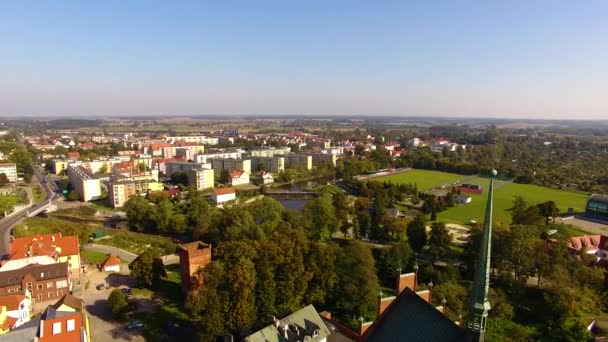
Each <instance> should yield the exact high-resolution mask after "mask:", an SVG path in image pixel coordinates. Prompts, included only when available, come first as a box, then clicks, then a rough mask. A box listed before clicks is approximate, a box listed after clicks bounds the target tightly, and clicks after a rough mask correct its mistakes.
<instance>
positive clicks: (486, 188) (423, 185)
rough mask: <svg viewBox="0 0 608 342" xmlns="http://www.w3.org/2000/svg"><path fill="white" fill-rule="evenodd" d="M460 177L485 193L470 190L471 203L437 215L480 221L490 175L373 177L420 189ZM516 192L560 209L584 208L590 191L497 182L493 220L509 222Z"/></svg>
mask: <svg viewBox="0 0 608 342" xmlns="http://www.w3.org/2000/svg"><path fill="white" fill-rule="evenodd" d="M457 180H460V181H461V182H463V183H470V184H479V185H481V186H482V187H483V189H484V191H483V193H482V194H479V195H476V194H469V196H471V197H472V198H473V201H472V202H471V203H469V204H462V205H460V204H459V205H456V206H455V207H453V208H450V209H448V210H446V211H444V212H441V213H438V214H437V219H438V220H439V221H443V222H449V223H459V224H465V223H467V222H469V221H470V220H476V221H478V222H479V221H481V220H483V215H484V212H485V203H486V199H487V192H486V190H487V189H488V186H489V184H490V181H489V179H488V178H484V177H478V176H473V177H470V176H462V175H457V174H453V173H447V172H439V171H427V170H412V171H409V172H404V173H400V174H396V175H390V176H384V177H378V178H374V179H373V181H380V182H382V181H391V182H393V183H396V184H401V183H416V184H418V189H420V190H426V189H430V188H433V187H436V186H441V185H443V184H447V183H451V182H454V181H457ZM515 196H521V197H523V198H524V199H525V200H526V201H527V202H528V203H529V204H537V203H540V202H545V201H549V200H553V201H555V203H556V204H557V206H558V207H559V209H560V211H561V212H566V211H567V210H568V208H573V209H574V211H575V212H582V211H584V209H585V203H586V201H587V197H588V196H587V195H585V194H581V193H575V192H569V191H563V190H556V189H551V188H545V187H541V186H537V185H530V184H516V183H511V182H507V181H503V180H496V181H495V182H494V220H495V221H498V222H504V223H510V222H511V213H510V212H509V211H507V209H508V208H510V207H511V206H512V204H513V199H514V198H515Z"/></svg>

::::::::::

将以上各行中的“rough mask”一律替换成“coarse mask”，其余内容不动，重新写出这些行，图片不必写入答案。

练习结果:
Each <instance> should yield the exact high-resolution mask after "mask:", an SVG path in image pixel coordinates. Prompts, included only when available, come first as a box, then clicks, then a coarse mask. A box listed before clicks is approximate, a box listed after clicks bounds the target tightly, and clicks after a coarse mask correct its mistakes.
<instance>
positive clicks: (486, 188) (423, 185)
coarse mask: <svg viewBox="0 0 608 342" xmlns="http://www.w3.org/2000/svg"><path fill="white" fill-rule="evenodd" d="M460 177L485 193L470 190L471 203L437 215L480 221L490 175L373 177L420 189ZM516 192L560 209L584 208L590 191L497 182L493 220L509 222Z"/></svg>
mask: <svg viewBox="0 0 608 342" xmlns="http://www.w3.org/2000/svg"><path fill="white" fill-rule="evenodd" d="M457 180H460V181H461V182H463V183H470V184H479V185H481V186H482V187H483V189H484V191H483V193H482V194H479V195H476V194H469V196H471V197H472V198H473V201H472V202H471V203H469V204H462V205H460V204H459V205H456V206H455V207H453V208H450V209H448V210H446V211H444V212H441V213H438V214H437V219H438V220H439V221H443V222H449V223H459V224H465V223H467V222H469V221H470V220H476V221H478V222H479V221H481V220H483V215H484V212H485V203H486V199H487V192H486V190H487V189H488V186H489V184H490V181H489V179H488V178H484V177H478V176H473V177H470V176H462V175H457V174H453V173H447V172H439V171H427V170H412V171H409V172H404V173H400V174H396V175H390V176H384V177H378V178H374V179H373V181H380V182H382V181H391V182H393V183H396V184H401V183H416V184H418V189H420V190H426V189H430V188H433V187H436V186H441V185H443V184H447V183H451V182H454V181H457ZM515 196H521V197H523V198H524V199H525V200H526V201H527V202H528V203H529V204H537V203H540V202H545V201H549V200H553V201H555V203H556V204H557V206H558V207H559V209H560V211H561V212H566V211H567V210H568V208H573V209H574V211H575V212H582V211H584V209H585V203H586V201H587V197H588V196H587V195H585V194H581V193H575V192H569V191H563V190H556V189H551V188H545V187H541V186H537V185H530V184H516V183H511V182H507V181H503V180H496V181H495V182H494V220H495V221H498V222H504V223H510V222H511V213H510V212H509V211H507V209H508V208H510V207H511V206H512V204H513V199H514V198H515Z"/></svg>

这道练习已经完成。